Object point labels
+++
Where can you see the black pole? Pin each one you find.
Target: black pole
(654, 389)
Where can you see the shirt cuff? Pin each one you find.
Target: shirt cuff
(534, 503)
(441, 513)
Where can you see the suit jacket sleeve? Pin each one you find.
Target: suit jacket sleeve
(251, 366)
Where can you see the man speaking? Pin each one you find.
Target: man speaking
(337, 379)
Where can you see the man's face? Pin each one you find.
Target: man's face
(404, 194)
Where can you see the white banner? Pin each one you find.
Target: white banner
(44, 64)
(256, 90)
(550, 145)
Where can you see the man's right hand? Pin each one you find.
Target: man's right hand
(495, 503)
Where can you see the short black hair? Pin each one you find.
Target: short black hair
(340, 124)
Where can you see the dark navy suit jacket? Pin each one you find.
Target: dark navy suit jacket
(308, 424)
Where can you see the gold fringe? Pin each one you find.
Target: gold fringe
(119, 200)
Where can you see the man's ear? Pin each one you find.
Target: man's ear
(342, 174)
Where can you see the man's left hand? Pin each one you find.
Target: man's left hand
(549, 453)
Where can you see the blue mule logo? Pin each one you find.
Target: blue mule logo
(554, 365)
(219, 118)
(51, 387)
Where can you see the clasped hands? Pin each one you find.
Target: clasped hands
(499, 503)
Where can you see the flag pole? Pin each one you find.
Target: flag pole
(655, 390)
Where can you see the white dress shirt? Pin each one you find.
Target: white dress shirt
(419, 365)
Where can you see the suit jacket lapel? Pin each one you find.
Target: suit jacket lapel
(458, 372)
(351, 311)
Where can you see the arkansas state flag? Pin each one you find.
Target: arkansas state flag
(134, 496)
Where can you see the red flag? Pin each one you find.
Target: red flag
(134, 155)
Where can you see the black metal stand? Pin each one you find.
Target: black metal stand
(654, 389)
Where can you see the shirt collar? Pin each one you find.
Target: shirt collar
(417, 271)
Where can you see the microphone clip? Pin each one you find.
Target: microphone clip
+++
Reproduce all of the lines above, substituting "blazer" for every occurrence of "suit jacket" and leaving everything else unchanged.

#### ANSWER BELOW
Where can you see the black pole? Pin each one you find.
Target: black pole
(654, 389)
Where can you see the shirt cuff? Pin each one you find.
Target: shirt cuff
(534, 503)
(441, 513)
Where can you see the blazer sleeve? Pin each one you find.
Target: blazer sleeve
(251, 366)
Where can you see the man speaking? Pin each one you find.
Target: man speaking
(337, 379)
Where can you see the man's face? Pin each one you find.
Target: man's face
(404, 194)
Where can you see the white banner? Pin each one you find.
Target: white banner
(44, 64)
(256, 90)
(550, 145)
Where can you see the man's right hand? Pin each one you find.
Target: man's right hand
(495, 503)
Where can you see the short black hair? Pin each one you find.
Target: short black hair
(340, 124)
Where can you see the dark navy blazer? Pin each one you find.
Target: dark navy blazer
(308, 424)
Where can you see the gold fringe? Pin each one you find.
Target: gold fringe
(119, 200)
Where can you see the man's ear? Pin each one you find.
Target: man's ear
(342, 174)
Where can you see the man's left hand? Pin each one you find.
Target: man's left hand
(549, 453)
Where can you see the blue mule logo? Pin each one you find.
Target: blue mule logo
(554, 365)
(219, 118)
(51, 387)
Where can you see the clasped hands? Pin each one you find.
Target: clasped hands
(499, 503)
Where can you see the flag pole? Pin each one you find.
Target: flag pole
(655, 390)
Where can you see the white dress shirt? Pin each one you find.
Target: white dress shirt
(419, 365)
Where can you see the blazer lapel? Pin each one you find.
Target: blazer lapel
(458, 372)
(351, 311)
Where can you see the arkansas state flag? Pin each one you find.
Target: arkansas state flag
(134, 496)
Where can you see the red flag? Pin each one you find.
Target: red flag
(134, 155)
Where can you see the black metal stand? Pin each one you find.
Target: black metal stand
(654, 389)
Where can you see the shirt collar? Pin each one you find.
Target: shirt collar
(417, 271)
Where can you see the microphone clip? Pin each one you find.
Target: microphone clip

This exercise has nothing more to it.